Scale the coordinates in the answers of the listing below by 0.95, rounding each result to a whole number with halves going up. Rewrite every line of the listing, requests included, and leave the requests and their format samples unchanged.

(Coordinate labeling data)
+--
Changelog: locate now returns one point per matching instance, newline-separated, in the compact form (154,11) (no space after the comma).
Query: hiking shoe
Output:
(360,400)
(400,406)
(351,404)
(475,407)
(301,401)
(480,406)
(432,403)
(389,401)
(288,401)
+--
* **EXERCISE ANSWER**:
Changelog: locate now returns one point per matching instance, newline-separated, in the compact form (154,11) (no space after the comma).
Query: hiking shoe
Output:
(342,380)
(380,386)
(333,384)
(451,387)
(286,381)
(456,386)
(410,383)
(370,381)
(274,381)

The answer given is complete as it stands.